**Text segment**.
• • • • • • •
What Was The Psychology Behind Dueling?

What Was The Psychology Behind Dueling?

Dueling works great as a dramatic device, but, legally and morally, it proves nothing. So why did so many people use it to settle scores and right wrongs? Take a look at why people would murder each other, semi-legally, on a regular basis.

The Weird Origins of Dueling

Dueling is and was framed as a way to work out social injustices and personal slights. That is insane. There is no connection between who can wield a sword and who is guilty or innocent. And as for social problems, if calling someone's sister a jade is cause for deep personal animosity, shooting someone's brother with a pistol seems like it would cause even more acrimony. How could a society in which people decide to pointlessly murder each other over card games hold itself together?

What Was The Psychology Behind Dueling?

Duels, at first, were fairly useful. They put a cap on societal strife. People had problems, and without an over-reaching legal system to work them out, combat wasn't a terrible solution. Relative to a family or societal feud, a fight to the death between two people following pre-arranged rules was a great way to contain damage during a dispute.

There's even a precedent for equating physical superiority with moral superiority. Up until the 9th century, people would commonly go through "trials by ordeal." The two people with the dispute, or their proxies, would undergo some physical challenge. Whoever stood up to it longest was declared the victor. The most common ordeal, and the one that shows how righteous such duels were considered, was the ordeal of the cross. The two people undergoing the challenge would stand next to each other and raise their arms as if they were being crucified. Whoever dropped their arms first lost. That particular ordeal was outlawed in the late 800s, not because physical prowess didn't prove anything, but because religious leaders decided that imitating Christ on the cross was blasphemous.
• • • • • • •
**Required work**.
a - In the dueling article, why was the ordeal of the cross outlawed in the late 800s?
b - Please continue the article on the psychology of dueling, picking up right after its last sentence.

**Source material**.
• • • • • • •
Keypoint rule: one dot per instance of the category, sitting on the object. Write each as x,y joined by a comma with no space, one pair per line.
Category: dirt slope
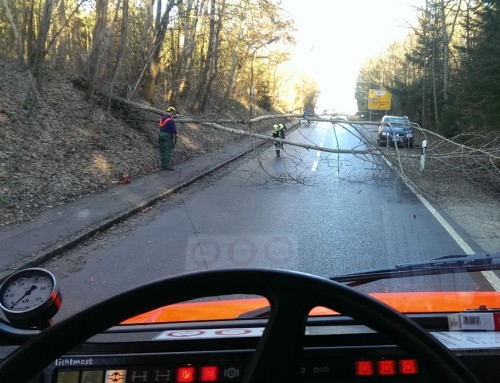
67,148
• • • • • • •
**Outputs in order**.
a - Religious leaders decided that imitating Christ on the cross was blasphemous.

b -
Things Get More Complicated

As wholesale slaughters and poisonings became less and less common, and the law took over, dueling became more about "honor" than specific rights and wrongs. The requirements of such "honor" varied widely. Multiple official dueling codes sprang up, but they couldn't entirely reign in what was, at its heart, two angry people deciding to hurt each other. Mismatches in ideas about proper etiquette led to a lot of complications, some of which ended in farce and some of which ended in tragedy.

At least one duel sprang from a lawsuit. In 1712, a suit between two noblemen had spent over a decade in the court system, and they were both sick of waiting. One man challenged his opponent to settle the matter with a duel. The two fought it out, and both died. That, at least, ended their lawsuit.

What Was The Psychology Behind Dueling?

A duelist's choice of second was critical to the outcome of the duel. The right second could go between the two duelists, massaging the feelings of both until both sides professed themselves satisfied and the duel was called off. On the other hand, some seconds would stoke the fires on both sides until someone ended up dead. Seconds could also negotiate terms, like the type of weapon and the extent of the duel. Two duelists could agree to a sword fight during which, at the first sign of blood, the duel was over. They could also negotiate a duel in which two participants stood five feet away from each other and blasted each other with guns until one fell dead.

Duels did not always stop less organized violence. When tempers were flaring, a formal sword fight wasn't enough. Andrew Jackson, America's fightingest president, got involved in a brawl in a hotel because of a duel in which he acted merely as a second. Jackson had been the second and the witness to a duel in which a man named Jesse Benton took a bullet to the buttocks. No one could expect Jesse Benton to be happy about that, but he made the mistake of complaining to his brother, Thomas Benton, who publicly rebuked Jackson. Jackson, and some friends with guns and knives, went tearing over to the hotel where the Benton brothers were staying. The resulting in a brawl that was scandalous, but amazingly not fatal for anyone.

Less lucky was an unhappy man who was asked to deliver a note from an affronted newspaper editor to the congressman that the editor wanted to challenge to a duel. The congressman refused to accept a note from a man he despised, so the bearer of the note felt honor-bound to challenge the congressman to the duel. Fortunately, in this case, no one killed the messenger. Unfortunately, the messenger did kill the congressman.

What Was the Point?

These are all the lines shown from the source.